Provided text>
>> begin

# Never Love a Stranger - time travel romance



## MegHarris (Mar 4, 2010)

_Never Love a Stranger_ is now available. This re-released full novel (87,000 words) is a time travel/sci fi romance. This is definitely my most unusual book! It's darker and more action-filled than my romantic comedies, with a startling twist or two along the way.











Amazon doesn't have the description up yet, so here it is:

A hero like no other...

One seemingly ordinary evening, Annie Simpson finds an extremely gorgeous (and totally nude) man in her kitchen. When James tells her he's an escaped criminal from the future, she figures he's crazy. Before long Annie and James are running for their lives, and Annie's falling for James in a big way. But now they have to find a way to change the future before fifty million people die...

"One of the best stories I've read this year... an amazing story" - Cynthia Lovett, ParaNormal Romance Reviews

"A fabulous book!" - Pam, A Romance Review

"An amazing sci-fi romance" - Tara Black, The Romance Studio

Thanks for taking a look!

Ellen Fisher


----------



## telracs (Jul 12, 2009)

Since I liked In the Mood and LOVED All I Ever Wanted, this has been purchased.


----------



## MegHarris (Mar 4, 2010)

Thank you very much, Scarlet!  This one is quite different, but I hope you enjoy it!


----------



## telracs (Jul 12, 2009)

Oh, and I bought Nerd Prince also....


----------



## MegHarris (Mar 4, 2010)

Yay, thanks! That one is more in the vein of _In the Mood_ and I_sn't It Romantic?_ I'm fond of it but haven't been actively promoting it, since it's been out for a while. Thanks for buying it!


----------



## telracs (Jul 12, 2009)

picked up _Isn't it Romantic_ and _I'll be there for you._ I'm gonna pass on _Shadows of the Night_, not a shape shifter fan.


----------



## MegHarris (Mar 4, 2010)

Wow, Scarlet, I appreciate you buying all my stuff. That's very kind of you!

_The Shadows of Night_ isn't exactly a typical shapeshifter story, but I wouldn't recommend it anyway, because it's supposed to be the first of a trilogy and I sort of haven't gotten around to writing the rest of it *looks embarrassed*. That's one of the things that got pushed aside for my personal issues, alas. I want to get working on that this year, but Heaven only knows when it might be released, so...

>> end

Jobs>
1. In the forum thread about the time travel romance, list every publication whose review is quoted in the book description, along with the reviewer named for each.
2. Carry on the forum thread about the time travel romance from the point where its last post ends.
The data that come after this point have no connection to the forum thread about the time travel romance.

Records supplied>
>> begin

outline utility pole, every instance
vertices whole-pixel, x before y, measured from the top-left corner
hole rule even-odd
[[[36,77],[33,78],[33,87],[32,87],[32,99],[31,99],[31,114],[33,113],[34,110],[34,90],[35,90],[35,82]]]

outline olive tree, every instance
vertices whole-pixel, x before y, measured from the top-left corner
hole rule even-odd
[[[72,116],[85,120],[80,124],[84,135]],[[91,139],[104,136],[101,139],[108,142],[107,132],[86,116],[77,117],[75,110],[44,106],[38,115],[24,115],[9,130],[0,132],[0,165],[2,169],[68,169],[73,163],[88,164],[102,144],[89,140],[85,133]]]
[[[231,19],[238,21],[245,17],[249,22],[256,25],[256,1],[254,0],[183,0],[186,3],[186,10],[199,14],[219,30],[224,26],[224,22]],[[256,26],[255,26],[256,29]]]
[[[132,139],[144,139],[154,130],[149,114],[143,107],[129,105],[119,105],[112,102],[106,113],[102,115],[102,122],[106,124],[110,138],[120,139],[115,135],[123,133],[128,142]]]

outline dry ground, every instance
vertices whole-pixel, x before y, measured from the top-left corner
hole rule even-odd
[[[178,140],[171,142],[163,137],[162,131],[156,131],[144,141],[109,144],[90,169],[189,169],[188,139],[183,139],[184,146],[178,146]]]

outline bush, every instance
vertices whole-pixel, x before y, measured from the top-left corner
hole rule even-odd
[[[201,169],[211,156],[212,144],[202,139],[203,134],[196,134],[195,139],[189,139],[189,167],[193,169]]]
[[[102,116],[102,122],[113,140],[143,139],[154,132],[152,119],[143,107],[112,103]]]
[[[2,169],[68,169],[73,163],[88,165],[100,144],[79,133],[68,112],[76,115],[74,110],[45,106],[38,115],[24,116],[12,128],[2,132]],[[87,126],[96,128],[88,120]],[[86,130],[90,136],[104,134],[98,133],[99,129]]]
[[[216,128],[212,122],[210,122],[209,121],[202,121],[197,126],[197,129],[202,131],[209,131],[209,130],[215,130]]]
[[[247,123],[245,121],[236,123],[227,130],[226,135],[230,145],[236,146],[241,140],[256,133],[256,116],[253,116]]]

>> end

Exercise answers>
1.
- ParaNormal Romance Reviews (Cynthia Lovett)
- A Romance Review (Pam)
- The Romance Studio (Tara Black)

2.
----------



## telracs (Jul 12, 2009)

When I find an author I like, I buy... I tend to do that.... 

Now, go write book 2 of the trilogy.


----------



## MegHarris (Mar 4, 2010)

We authors appreciate that, Scarlet!

I wanted to post and mention that I have reduced the price on this one to 99 cents.  I hope this will encourage more people to take a look at it!


----------



## MegHarris (Mar 4, 2010)

_Never Love a Stranger_ has been doing great! I was profiled over on The Galaxy Express, and since then sales have been awesome. Right now it's ranked #16 on the Kindle time travel romance list, and #79 on the Kindle contemporary romance list. Thanks very much to those of you who've bought it!


----------



## telracs (Jul 12, 2009)

Meant to post that I finished _Never Love a Stranger_. I figured a couple of things out in advance, but that is typical of me.


----------



## Tangiegirl (Dec 21, 2008)

This sounds good.  Took a peek at the sample and 1-Clicked.


----------



## MegHarris (Mar 4, 2010)

Thanks, guys.  Tangiegirl, I hope you enjoy it.


----------



## poulsmit (Apr 28, 2010)

Nice tittle of Novel,its looking very romantic novel i can't wait to read this novel.


----------



## MegHarris (Mar 4, 2010)

_Never Love a Stranger_ just got a very nice review from Mary McDonald on her blog: http://mmcdonald64.blogspot.com/2010/06/indie-book-review-never-love-stranger.html . She said "The writing is clean and tight while the plot moves at a fast pace with plenty of twists and turns," and called it "everything a romance should be."


----------



## JeanThree (Feb 22, 2009)

Hi--just bought it--time travel being one of my favorite concepts. 

There is a time-travel romance list on Amazon?? How do I find where that is?


----------



## MegHarris (Mar 4, 2010)

Thanks, JeanThree! I appreciate that!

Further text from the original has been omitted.